◆ Exercise objective ◆
Rewrite the lines from the line containing "For the audit, pick out each instance of the woman" through the last of the lines, changing "bouquet" to "arrangement" and leaving everything else as it is. Omit the pictures from the output.

_____

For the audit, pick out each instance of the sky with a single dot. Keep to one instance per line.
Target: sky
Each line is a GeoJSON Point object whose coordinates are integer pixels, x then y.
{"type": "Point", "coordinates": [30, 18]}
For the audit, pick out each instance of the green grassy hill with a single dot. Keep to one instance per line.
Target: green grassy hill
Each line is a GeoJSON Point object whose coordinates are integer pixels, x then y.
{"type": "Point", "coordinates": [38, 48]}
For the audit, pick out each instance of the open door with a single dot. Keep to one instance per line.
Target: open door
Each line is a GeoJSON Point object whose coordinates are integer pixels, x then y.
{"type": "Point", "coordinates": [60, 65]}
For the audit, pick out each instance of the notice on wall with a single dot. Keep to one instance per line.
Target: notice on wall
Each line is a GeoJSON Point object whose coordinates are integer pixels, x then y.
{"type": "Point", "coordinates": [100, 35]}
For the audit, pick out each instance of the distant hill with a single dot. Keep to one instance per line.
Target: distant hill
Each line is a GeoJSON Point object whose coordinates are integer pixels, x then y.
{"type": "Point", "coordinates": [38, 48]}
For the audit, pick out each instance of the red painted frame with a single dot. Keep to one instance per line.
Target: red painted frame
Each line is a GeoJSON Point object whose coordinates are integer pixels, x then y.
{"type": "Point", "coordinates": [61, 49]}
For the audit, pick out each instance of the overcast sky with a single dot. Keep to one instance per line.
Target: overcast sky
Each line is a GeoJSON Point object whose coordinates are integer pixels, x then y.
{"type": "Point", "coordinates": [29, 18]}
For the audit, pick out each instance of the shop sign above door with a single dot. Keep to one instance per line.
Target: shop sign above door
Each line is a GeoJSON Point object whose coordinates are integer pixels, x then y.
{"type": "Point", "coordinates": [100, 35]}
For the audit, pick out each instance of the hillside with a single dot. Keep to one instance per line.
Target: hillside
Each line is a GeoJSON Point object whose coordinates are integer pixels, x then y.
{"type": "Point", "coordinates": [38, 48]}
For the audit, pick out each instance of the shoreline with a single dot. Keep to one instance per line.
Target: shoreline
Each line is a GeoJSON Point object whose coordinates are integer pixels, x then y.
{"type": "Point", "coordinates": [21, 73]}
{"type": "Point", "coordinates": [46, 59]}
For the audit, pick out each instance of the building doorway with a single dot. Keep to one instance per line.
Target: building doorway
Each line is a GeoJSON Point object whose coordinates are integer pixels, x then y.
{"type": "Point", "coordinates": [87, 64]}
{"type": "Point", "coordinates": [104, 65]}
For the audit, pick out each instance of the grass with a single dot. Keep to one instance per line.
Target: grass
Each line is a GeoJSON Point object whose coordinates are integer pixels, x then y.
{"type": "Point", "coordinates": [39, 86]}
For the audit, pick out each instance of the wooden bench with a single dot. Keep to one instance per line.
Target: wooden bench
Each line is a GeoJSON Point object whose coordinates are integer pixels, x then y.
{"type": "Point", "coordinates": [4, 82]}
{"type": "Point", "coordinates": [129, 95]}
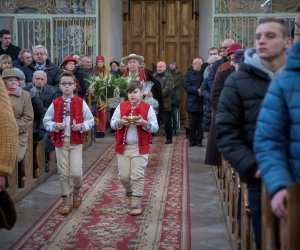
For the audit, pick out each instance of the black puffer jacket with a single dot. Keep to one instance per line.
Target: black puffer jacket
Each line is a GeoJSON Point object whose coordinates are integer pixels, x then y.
{"type": "Point", "coordinates": [238, 108]}
{"type": "Point", "coordinates": [52, 70]}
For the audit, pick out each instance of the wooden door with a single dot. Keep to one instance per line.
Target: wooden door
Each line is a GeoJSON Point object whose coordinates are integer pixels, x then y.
{"type": "Point", "coordinates": [161, 30]}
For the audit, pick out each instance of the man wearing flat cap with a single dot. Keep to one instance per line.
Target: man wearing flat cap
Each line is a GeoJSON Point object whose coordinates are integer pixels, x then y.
{"type": "Point", "coordinates": [135, 71]}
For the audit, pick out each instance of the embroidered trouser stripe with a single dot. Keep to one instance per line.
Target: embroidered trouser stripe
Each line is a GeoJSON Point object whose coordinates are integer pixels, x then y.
{"type": "Point", "coordinates": [132, 167]}
{"type": "Point", "coordinates": [69, 165]}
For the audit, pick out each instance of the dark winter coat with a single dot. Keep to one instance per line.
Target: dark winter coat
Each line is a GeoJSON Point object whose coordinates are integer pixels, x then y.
{"type": "Point", "coordinates": [238, 108]}
{"type": "Point", "coordinates": [192, 82]}
{"type": "Point", "coordinates": [12, 50]}
{"type": "Point", "coordinates": [213, 156]}
{"type": "Point", "coordinates": [52, 70]}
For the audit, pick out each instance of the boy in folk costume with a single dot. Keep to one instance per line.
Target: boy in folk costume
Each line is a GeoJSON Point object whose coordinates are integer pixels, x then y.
{"type": "Point", "coordinates": [69, 118]}
{"type": "Point", "coordinates": [134, 121]}
{"type": "Point", "coordinates": [136, 72]}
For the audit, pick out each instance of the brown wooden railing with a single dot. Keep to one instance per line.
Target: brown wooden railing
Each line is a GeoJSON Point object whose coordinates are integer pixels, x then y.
{"type": "Point", "coordinates": [30, 173]}
{"type": "Point", "coordinates": [277, 234]}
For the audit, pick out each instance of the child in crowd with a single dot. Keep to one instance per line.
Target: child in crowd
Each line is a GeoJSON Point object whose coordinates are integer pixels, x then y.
{"type": "Point", "coordinates": [132, 142]}
{"type": "Point", "coordinates": [5, 62]}
{"type": "Point", "coordinates": [152, 101]}
{"type": "Point", "coordinates": [69, 118]}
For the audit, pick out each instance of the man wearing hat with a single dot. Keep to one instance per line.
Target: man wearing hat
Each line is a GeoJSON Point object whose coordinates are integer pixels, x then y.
{"type": "Point", "coordinates": [213, 156]}
{"type": "Point", "coordinates": [41, 62]}
{"type": "Point", "coordinates": [239, 105]}
{"type": "Point", "coordinates": [101, 71]}
{"type": "Point", "coordinates": [69, 64]}
{"type": "Point", "coordinates": [134, 71]}
{"type": "Point", "coordinates": [114, 68]}
{"type": "Point", "coordinates": [8, 153]}
{"type": "Point", "coordinates": [22, 108]}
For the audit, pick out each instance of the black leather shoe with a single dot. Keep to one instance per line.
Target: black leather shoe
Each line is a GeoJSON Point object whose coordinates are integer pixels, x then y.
{"type": "Point", "coordinates": [168, 141]}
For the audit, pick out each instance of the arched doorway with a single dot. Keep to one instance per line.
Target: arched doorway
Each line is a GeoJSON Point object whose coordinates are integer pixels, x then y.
{"type": "Point", "coordinates": [161, 30]}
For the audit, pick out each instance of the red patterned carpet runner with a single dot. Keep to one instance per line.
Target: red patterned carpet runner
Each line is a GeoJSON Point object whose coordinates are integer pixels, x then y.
{"type": "Point", "coordinates": [103, 220]}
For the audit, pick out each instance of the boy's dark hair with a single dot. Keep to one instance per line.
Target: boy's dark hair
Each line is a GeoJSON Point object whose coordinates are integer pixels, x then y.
{"type": "Point", "coordinates": [67, 74]}
{"type": "Point", "coordinates": [214, 48]}
{"type": "Point", "coordinates": [4, 32]}
{"type": "Point", "coordinates": [132, 85]}
{"type": "Point", "coordinates": [285, 27]}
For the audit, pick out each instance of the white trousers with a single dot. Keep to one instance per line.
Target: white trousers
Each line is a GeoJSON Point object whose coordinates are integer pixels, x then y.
{"type": "Point", "coordinates": [132, 166]}
{"type": "Point", "coordinates": [69, 165]}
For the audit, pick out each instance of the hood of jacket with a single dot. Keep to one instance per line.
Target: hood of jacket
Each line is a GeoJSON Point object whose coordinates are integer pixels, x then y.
{"type": "Point", "coordinates": [293, 58]}
{"type": "Point", "coordinates": [252, 59]}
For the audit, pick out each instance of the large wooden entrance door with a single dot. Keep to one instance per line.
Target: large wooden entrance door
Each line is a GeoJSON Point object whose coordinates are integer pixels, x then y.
{"type": "Point", "coordinates": [161, 30]}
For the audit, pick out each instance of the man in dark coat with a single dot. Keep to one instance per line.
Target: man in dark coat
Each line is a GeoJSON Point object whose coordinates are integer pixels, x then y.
{"type": "Point", "coordinates": [6, 47]}
{"type": "Point", "coordinates": [24, 58]}
{"type": "Point", "coordinates": [194, 102]}
{"type": "Point", "coordinates": [239, 105]}
{"type": "Point", "coordinates": [41, 62]}
{"type": "Point", "coordinates": [166, 83]}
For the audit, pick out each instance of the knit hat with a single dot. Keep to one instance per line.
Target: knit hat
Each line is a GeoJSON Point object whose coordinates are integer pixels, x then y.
{"type": "Point", "coordinates": [68, 59]}
{"type": "Point", "coordinates": [238, 55]}
{"type": "Point", "coordinates": [10, 73]}
{"type": "Point", "coordinates": [172, 62]}
{"type": "Point", "coordinates": [21, 74]}
{"type": "Point", "coordinates": [100, 58]}
{"type": "Point", "coordinates": [233, 47]}
{"type": "Point", "coordinates": [113, 62]}
{"type": "Point", "coordinates": [8, 215]}
{"type": "Point", "coordinates": [132, 56]}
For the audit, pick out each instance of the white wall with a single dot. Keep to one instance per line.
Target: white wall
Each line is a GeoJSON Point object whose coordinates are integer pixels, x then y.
{"type": "Point", "coordinates": [111, 36]}
{"type": "Point", "coordinates": [116, 35]}
{"type": "Point", "coordinates": [205, 27]}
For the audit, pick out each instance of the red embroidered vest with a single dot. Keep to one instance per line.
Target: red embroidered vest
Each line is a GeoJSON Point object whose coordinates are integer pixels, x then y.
{"type": "Point", "coordinates": [144, 137]}
{"type": "Point", "coordinates": [60, 109]}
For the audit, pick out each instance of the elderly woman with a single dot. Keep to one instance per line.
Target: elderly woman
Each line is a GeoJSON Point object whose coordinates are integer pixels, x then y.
{"type": "Point", "coordinates": [22, 108]}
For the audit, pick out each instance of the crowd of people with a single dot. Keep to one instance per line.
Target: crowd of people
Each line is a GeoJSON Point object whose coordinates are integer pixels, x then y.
{"type": "Point", "coordinates": [246, 99]}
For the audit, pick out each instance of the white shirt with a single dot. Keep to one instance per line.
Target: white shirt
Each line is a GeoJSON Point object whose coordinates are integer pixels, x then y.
{"type": "Point", "coordinates": [132, 137]}
{"type": "Point", "coordinates": [88, 119]}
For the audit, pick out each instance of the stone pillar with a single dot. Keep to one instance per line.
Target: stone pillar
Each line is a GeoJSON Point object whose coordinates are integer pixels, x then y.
{"type": "Point", "coordinates": [111, 30]}
{"type": "Point", "coordinates": [205, 27]}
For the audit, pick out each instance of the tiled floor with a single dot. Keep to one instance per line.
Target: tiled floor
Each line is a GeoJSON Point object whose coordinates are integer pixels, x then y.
{"type": "Point", "coordinates": [209, 231]}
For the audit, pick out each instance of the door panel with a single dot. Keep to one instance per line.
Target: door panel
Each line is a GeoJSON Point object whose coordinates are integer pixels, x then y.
{"type": "Point", "coordinates": [161, 30]}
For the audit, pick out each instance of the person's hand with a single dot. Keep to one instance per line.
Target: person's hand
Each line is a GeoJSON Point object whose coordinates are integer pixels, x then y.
{"type": "Point", "coordinates": [278, 203]}
{"type": "Point", "coordinates": [199, 91]}
{"type": "Point", "coordinates": [141, 122]}
{"type": "Point", "coordinates": [257, 174]}
{"type": "Point", "coordinates": [76, 127]}
{"type": "Point", "coordinates": [60, 126]}
{"type": "Point", "coordinates": [2, 182]}
{"type": "Point", "coordinates": [123, 122]}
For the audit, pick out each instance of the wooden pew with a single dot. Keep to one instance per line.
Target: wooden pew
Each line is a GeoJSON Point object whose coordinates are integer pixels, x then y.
{"type": "Point", "coordinates": [281, 233]}
{"type": "Point", "coordinates": [234, 195]}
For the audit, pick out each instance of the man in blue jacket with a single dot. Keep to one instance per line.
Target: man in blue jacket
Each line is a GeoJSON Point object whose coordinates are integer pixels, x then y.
{"type": "Point", "coordinates": [277, 138]}
{"type": "Point", "coordinates": [239, 105]}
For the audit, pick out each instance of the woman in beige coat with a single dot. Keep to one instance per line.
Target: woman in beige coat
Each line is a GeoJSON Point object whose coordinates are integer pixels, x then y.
{"type": "Point", "coordinates": [8, 136]}
{"type": "Point", "coordinates": [22, 108]}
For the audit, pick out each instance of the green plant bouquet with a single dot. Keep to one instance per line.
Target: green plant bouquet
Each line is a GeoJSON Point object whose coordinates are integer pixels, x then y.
{"type": "Point", "coordinates": [104, 88]}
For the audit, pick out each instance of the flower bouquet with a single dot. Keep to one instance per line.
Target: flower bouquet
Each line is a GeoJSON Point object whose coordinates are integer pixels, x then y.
{"type": "Point", "coordinates": [104, 88]}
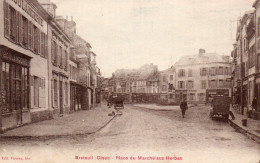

_____

◆ Task answer ◆
For the audit, pick out each instance of the woman in beige coat with a single dot. Keep to one instance per line.
Target: woman in beige coat
Each line is a GeoJSON Point object whose coordinates are integer pixels, x then y.
{"type": "Point", "coordinates": [8, 136]}
{"type": "Point", "coordinates": [22, 108]}
For the audit, pick out each instance of the green plant arrangement with a single dot. Keep to one instance per line.
Target: green plant arrangement
Each line is a GeoJSON Point object whose coordinates are integer pixels, x then y.
{"type": "Point", "coordinates": [104, 88]}
For the audit, pick out each instance of the flower arrangement with a single dot. Keep to one instance per line.
Target: flower arrangement
Each line is a GeoJSON Point object whose coordinates are integer pixels, x then y.
{"type": "Point", "coordinates": [104, 88]}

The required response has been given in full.